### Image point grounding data
※

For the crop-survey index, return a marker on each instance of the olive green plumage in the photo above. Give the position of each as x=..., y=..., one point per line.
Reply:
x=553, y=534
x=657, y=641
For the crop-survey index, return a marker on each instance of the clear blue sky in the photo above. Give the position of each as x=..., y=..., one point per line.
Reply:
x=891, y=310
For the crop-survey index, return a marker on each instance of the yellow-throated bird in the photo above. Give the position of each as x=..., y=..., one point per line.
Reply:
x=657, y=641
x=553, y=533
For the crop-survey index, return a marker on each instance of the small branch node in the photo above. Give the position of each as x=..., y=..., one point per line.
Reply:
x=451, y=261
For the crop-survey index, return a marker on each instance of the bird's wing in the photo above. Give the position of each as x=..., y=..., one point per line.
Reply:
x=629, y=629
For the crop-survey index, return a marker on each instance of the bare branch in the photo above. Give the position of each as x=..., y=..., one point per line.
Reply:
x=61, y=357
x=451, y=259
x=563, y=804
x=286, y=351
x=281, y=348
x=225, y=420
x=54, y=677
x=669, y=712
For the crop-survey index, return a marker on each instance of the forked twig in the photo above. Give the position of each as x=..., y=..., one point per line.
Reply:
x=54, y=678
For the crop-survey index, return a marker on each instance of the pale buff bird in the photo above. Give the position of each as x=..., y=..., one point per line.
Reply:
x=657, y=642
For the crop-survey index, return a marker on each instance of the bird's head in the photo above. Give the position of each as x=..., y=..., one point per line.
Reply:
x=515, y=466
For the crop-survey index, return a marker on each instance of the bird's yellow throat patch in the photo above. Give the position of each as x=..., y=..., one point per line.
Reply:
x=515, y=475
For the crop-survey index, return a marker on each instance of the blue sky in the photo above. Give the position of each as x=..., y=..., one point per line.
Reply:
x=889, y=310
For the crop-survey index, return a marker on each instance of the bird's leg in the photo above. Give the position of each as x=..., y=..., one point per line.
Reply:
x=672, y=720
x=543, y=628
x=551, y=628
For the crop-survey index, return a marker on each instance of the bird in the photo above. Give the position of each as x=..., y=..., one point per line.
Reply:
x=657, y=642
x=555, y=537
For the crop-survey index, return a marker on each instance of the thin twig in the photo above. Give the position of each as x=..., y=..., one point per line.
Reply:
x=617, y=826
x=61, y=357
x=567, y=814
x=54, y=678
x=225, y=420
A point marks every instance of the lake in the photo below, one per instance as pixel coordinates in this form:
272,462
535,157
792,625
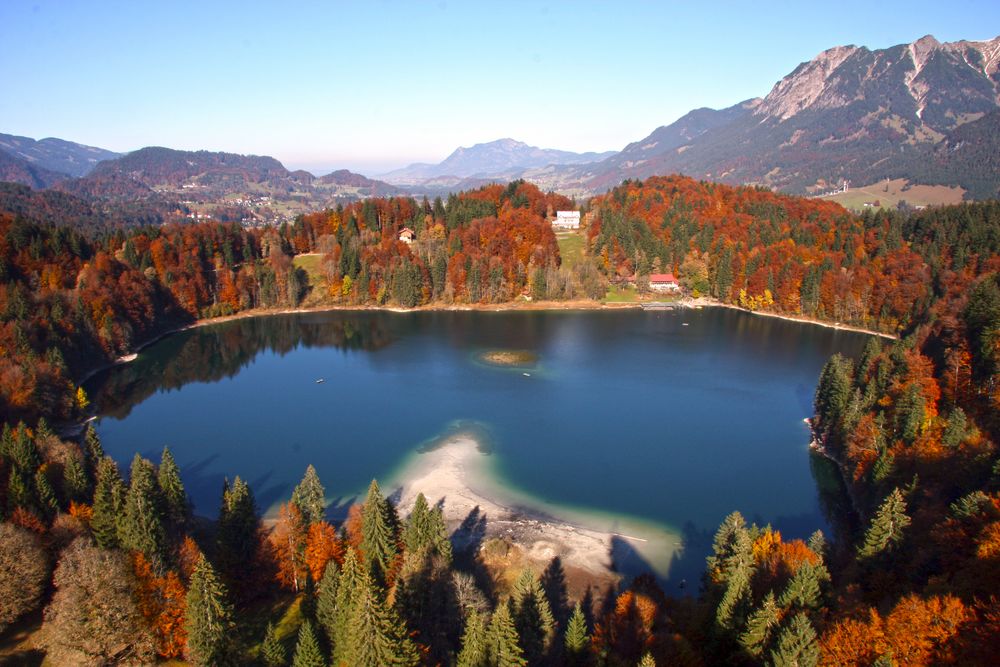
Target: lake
673,417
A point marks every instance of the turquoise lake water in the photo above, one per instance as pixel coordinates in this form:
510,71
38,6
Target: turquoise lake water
675,417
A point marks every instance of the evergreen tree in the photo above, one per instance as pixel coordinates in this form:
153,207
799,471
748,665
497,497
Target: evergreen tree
307,651
176,503
378,533
237,533
338,626
310,497
804,588
796,645
377,637
473,653
887,526
93,450
272,651
760,626
75,482
326,599
730,569
502,647
208,618
577,642
532,617
141,526
108,497
46,495
554,584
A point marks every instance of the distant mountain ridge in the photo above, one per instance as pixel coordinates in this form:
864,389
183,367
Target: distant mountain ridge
494,159
850,113
56,155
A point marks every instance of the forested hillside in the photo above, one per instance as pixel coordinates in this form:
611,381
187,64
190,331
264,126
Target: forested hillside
909,576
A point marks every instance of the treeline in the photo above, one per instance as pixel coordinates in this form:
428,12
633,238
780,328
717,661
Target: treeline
762,250
70,302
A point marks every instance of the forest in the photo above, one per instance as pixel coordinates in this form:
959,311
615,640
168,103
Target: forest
124,573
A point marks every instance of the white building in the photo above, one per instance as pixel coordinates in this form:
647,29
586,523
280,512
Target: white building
567,220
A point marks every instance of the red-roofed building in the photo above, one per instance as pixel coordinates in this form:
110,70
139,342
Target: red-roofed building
663,282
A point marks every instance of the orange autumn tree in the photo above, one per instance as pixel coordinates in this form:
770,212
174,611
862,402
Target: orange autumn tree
162,602
322,546
288,547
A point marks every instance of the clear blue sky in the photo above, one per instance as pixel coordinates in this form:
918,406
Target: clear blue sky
375,85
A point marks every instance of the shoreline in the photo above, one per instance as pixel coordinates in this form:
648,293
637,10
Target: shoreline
479,508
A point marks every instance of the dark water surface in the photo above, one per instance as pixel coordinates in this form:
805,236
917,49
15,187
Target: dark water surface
676,417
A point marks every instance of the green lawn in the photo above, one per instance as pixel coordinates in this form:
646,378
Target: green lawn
571,247
619,295
310,263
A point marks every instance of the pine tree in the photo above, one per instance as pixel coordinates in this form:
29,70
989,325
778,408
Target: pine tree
377,637
326,599
804,588
730,569
208,618
378,533
760,626
310,497
796,645
577,642
93,450
886,529
338,627
307,651
108,497
473,653
75,482
532,617
502,647
176,504
272,651
141,526
416,531
237,533
46,495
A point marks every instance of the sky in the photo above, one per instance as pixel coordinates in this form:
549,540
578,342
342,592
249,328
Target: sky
376,85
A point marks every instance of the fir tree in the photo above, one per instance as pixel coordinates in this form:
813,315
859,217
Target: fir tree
473,653
577,642
307,651
804,588
310,497
141,527
46,495
377,637
326,599
796,645
886,529
502,647
208,618
338,627
532,617
93,450
416,531
176,503
75,482
108,497
272,651
760,626
237,533
378,533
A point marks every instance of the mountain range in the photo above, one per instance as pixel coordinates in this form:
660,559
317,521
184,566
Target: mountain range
926,112
492,160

※

### YOUR OBJECTIVE
Begin with the line above that has "of the forked" and continue through the line that has "the bird's leg", setting each one down exactly. Stop there.

### EXERCISE RESPONSE
For the crop-survey index, return a marker on each instance of the forked twig in the photo above. Give the position of each as x=..., y=..., one point per line.
Reply:
x=54, y=678
For the crop-survey index, return a marker on each instance of the pale buff bird in the photo above. Give the position of each as x=..., y=..., one point per line.
Reply:
x=657, y=642
For the crop-survey index, return a marker on each instance of the bird's head in the photo above. Give the position of each as x=..., y=..., one point per line.
Reply:
x=515, y=466
For the crop-survey index, return a marker on each instance of the bird's yellow throat patch in the photo above. Give the position of each as x=..., y=..., one point per line.
Reply:
x=515, y=475
For the crop-survey index, return a marker on each instance of the blue sky in the photo above. Give the position of each as x=..., y=..., one point per line.
Reply:
x=889, y=310
For the crop-survey index, return a marker on each instance of the bird's leg in the photo above. Give the position of each as x=..., y=..., one point per line.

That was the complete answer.